> [PROBLEM DETAILS] Gather every line of the items below that contains the string "white", matching case exactly.

> [Object outline annotations]
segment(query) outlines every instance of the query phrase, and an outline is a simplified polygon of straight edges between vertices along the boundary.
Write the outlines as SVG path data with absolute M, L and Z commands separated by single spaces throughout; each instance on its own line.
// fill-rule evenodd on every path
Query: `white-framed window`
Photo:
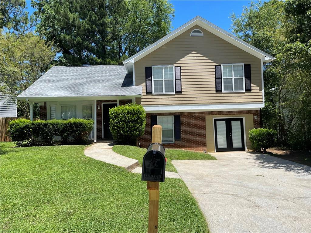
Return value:
M 244 64 L 221 64 L 222 92 L 245 91 Z
M 92 105 L 82 105 L 82 118 L 91 119 L 92 116 Z
M 77 106 L 76 105 L 62 105 L 61 116 L 62 119 L 66 120 L 77 117 Z
M 56 106 L 50 106 L 50 119 L 55 119 L 56 118 Z
M 152 93 L 175 94 L 174 66 L 152 66 Z
M 162 143 L 174 143 L 174 116 L 158 116 L 158 124 L 162 126 Z

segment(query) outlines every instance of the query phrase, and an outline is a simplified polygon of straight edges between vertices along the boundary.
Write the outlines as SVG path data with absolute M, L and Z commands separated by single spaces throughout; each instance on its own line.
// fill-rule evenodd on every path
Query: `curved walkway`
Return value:
M 138 166 L 138 160 L 115 152 L 112 150 L 112 147 L 115 144 L 113 142 L 98 143 L 86 148 L 84 154 L 98 160 L 124 167 L 129 171 L 142 174 L 142 168 Z M 171 171 L 165 171 L 165 177 L 180 178 L 178 173 Z

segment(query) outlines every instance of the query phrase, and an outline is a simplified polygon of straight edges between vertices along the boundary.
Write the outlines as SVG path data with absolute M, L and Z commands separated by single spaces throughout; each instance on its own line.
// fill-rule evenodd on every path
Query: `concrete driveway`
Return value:
M 311 167 L 269 155 L 174 161 L 212 233 L 311 232 Z

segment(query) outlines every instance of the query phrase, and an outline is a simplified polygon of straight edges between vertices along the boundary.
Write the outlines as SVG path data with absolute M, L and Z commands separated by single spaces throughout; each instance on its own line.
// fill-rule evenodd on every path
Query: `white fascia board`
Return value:
M 264 57 L 267 62 L 269 62 L 276 59 L 275 57 L 234 36 L 230 33 L 222 29 L 202 17 L 197 16 L 157 41 L 125 60 L 124 61 L 124 63 L 126 64 L 130 62 L 132 62 L 134 59 L 135 62 L 137 61 L 196 25 L 204 28 L 257 57 L 260 59 L 262 59 L 263 57 Z
M 264 107 L 262 103 L 247 103 L 223 104 L 197 104 L 180 105 L 143 106 L 146 113 L 211 112 L 245 110 L 259 110 Z
M 75 100 L 101 100 L 110 99 L 132 99 L 134 98 L 140 98 L 142 95 L 123 96 L 59 96 L 59 97 L 17 97 L 18 99 L 28 100 L 29 101 L 38 103 L 44 101 L 69 101 Z

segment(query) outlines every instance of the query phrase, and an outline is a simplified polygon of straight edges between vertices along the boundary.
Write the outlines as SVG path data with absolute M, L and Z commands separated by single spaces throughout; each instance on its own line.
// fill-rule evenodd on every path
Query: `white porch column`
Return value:
M 96 112 L 97 106 L 96 106 L 96 100 L 94 101 L 94 142 L 96 142 L 96 136 L 97 136 L 97 128 L 96 127 Z
M 34 120 L 34 103 L 30 102 L 29 105 L 30 105 L 30 120 L 32 121 Z

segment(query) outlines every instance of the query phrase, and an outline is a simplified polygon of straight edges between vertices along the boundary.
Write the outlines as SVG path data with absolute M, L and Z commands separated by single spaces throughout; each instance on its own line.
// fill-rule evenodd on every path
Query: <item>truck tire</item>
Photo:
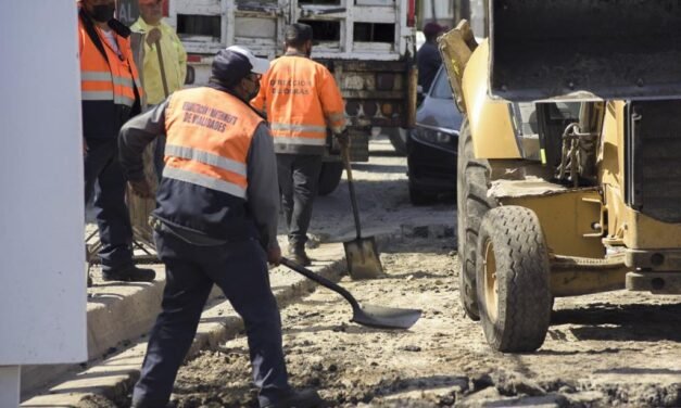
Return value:
M 393 127 L 386 128 L 386 135 L 390 139 L 390 144 L 395 149 L 395 152 L 401 156 L 406 156 L 406 133 L 408 130 Z
M 343 163 L 342 162 L 324 162 L 321 163 L 321 171 L 319 171 L 319 187 L 317 190 L 318 195 L 328 195 L 332 193 L 340 179 L 343 176 Z
M 479 320 L 476 292 L 476 246 L 478 229 L 487 212 L 496 206 L 489 199 L 488 179 L 490 165 L 472 154 L 472 139 L 468 120 L 464 119 L 458 138 L 458 162 L 456 169 L 456 215 L 459 301 L 466 316 Z
M 503 353 L 538 349 L 548 331 L 552 298 L 539 218 L 515 205 L 491 209 L 477 252 L 478 309 L 488 343 Z

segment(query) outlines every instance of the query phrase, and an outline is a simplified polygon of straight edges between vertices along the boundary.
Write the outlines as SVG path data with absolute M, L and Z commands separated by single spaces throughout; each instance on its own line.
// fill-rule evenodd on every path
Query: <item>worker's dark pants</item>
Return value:
M 257 241 L 197 246 L 156 232 L 159 257 L 166 267 L 162 311 L 149 339 L 134 407 L 164 407 L 185 359 L 213 283 L 243 318 L 253 382 L 260 404 L 290 393 L 281 348 L 281 319 L 269 288 L 266 255 Z
M 319 187 L 320 155 L 277 154 L 281 208 L 289 232 L 289 248 L 303 248 L 312 207 Z
M 86 139 L 85 203 L 94 193 L 94 216 L 102 248 L 102 269 L 109 271 L 133 264 L 133 227 L 125 204 L 126 180 L 118 162 L 118 140 Z

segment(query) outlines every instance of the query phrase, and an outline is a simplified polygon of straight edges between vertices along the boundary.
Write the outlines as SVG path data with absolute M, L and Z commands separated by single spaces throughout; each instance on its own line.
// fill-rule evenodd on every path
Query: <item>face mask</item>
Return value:
M 253 90 L 249 93 L 247 101 L 257 97 L 257 92 L 260 92 L 260 81 L 255 81 L 255 88 L 253 88 Z
M 116 11 L 116 4 L 98 4 L 92 7 L 92 18 L 96 22 L 106 23 L 111 18 L 113 18 L 114 11 Z

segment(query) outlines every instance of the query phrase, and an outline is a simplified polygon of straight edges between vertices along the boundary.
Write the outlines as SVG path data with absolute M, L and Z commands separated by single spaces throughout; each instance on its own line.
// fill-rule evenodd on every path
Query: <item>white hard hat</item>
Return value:
M 249 59 L 249 62 L 253 66 L 251 68 L 251 72 L 253 72 L 255 74 L 265 74 L 267 72 L 267 69 L 269 69 L 269 61 L 267 61 L 266 59 L 260 59 L 260 58 L 253 55 L 251 50 L 249 50 L 245 47 L 231 46 L 231 47 L 227 47 L 227 50 L 228 51 L 232 51 L 232 52 L 237 52 L 237 53 L 245 56 L 247 59 Z

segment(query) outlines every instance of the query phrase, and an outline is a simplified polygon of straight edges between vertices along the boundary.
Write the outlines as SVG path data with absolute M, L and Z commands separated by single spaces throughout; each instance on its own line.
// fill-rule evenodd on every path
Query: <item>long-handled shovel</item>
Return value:
M 349 143 L 342 145 L 342 158 L 348 174 L 348 188 L 350 189 L 350 203 L 352 204 L 352 215 L 355 219 L 357 238 L 343 242 L 345 247 L 345 258 L 348 259 L 348 270 L 353 279 L 378 278 L 383 275 L 383 267 L 378 258 L 378 250 L 374 237 L 362 237 L 362 226 L 357 211 L 357 199 L 355 196 L 355 186 L 352 180 L 352 167 L 350 166 Z
M 421 317 L 421 311 L 418 309 L 400 309 L 371 305 L 360 306 L 360 303 L 350 292 L 312 270 L 303 268 L 283 256 L 281 257 L 281 265 L 343 296 L 352 305 L 351 321 L 357 324 L 381 329 L 408 329 Z

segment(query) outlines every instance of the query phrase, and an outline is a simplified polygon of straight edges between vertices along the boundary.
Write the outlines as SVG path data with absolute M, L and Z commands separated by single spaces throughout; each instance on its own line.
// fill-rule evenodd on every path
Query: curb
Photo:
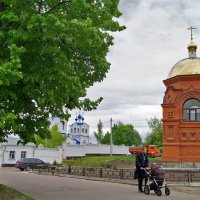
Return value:
M 69 175 L 69 174 L 55 174 L 51 175 L 50 173 L 41 173 L 32 171 L 31 173 L 37 175 L 47 175 L 47 176 L 58 176 L 58 177 L 67 177 L 67 178 L 76 178 L 76 179 L 84 179 L 90 181 L 101 181 L 101 182 L 110 182 L 110 183 L 119 183 L 119 184 L 127 184 L 127 185 L 134 185 L 137 186 L 138 184 L 135 183 L 134 180 L 122 180 L 122 179 L 110 179 L 110 178 L 98 178 L 98 177 L 89 177 L 89 176 L 76 176 L 76 175 Z M 173 183 L 170 182 L 167 184 L 170 187 L 178 187 L 178 186 L 186 186 L 186 187 L 200 187 L 200 183 Z

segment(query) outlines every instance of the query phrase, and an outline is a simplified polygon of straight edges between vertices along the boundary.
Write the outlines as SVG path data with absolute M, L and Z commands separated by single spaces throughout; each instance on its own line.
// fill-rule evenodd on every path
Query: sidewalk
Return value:
M 49 176 L 59 176 L 59 177 L 68 177 L 68 178 L 76 178 L 76 179 L 85 179 L 85 180 L 91 180 L 91 181 L 102 181 L 102 182 L 111 182 L 111 183 L 120 183 L 120 184 L 128 184 L 128 185 L 135 185 L 137 186 L 137 180 L 128 180 L 128 179 L 113 179 L 113 178 L 99 178 L 99 177 L 89 177 L 89 176 L 77 176 L 77 175 L 69 175 L 69 174 L 55 174 L 52 175 L 48 172 L 42 172 L 41 174 L 38 173 L 38 171 L 32 171 L 32 173 L 38 174 L 38 175 L 49 175 Z M 167 185 L 169 187 L 200 187 L 200 182 L 172 182 L 167 181 Z

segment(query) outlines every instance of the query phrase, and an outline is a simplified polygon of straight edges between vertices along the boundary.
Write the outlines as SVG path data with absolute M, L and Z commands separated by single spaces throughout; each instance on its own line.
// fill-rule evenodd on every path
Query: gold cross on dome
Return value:
M 192 27 L 192 26 L 190 26 L 190 27 L 188 28 L 188 30 L 190 30 L 191 41 L 193 40 L 193 33 L 192 33 L 192 30 L 193 30 L 193 29 L 196 29 L 196 28 L 194 28 L 194 27 Z

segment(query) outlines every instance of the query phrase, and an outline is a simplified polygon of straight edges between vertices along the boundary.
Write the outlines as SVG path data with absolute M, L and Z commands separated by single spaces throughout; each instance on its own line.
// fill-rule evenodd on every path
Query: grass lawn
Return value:
M 0 184 L 0 199 L 2 200 L 35 200 L 32 197 L 26 196 L 21 192 Z
M 160 158 L 149 158 L 152 162 L 160 161 Z M 63 161 L 63 166 L 84 166 L 84 167 L 105 167 L 105 168 L 132 168 L 135 163 L 135 156 L 86 156 L 72 158 Z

> [SOLVED EXERCISE]
Query: `white-framed window`
Query: `white fascia board`
Query: `white porch column`
Query: <item>white hard hat</item>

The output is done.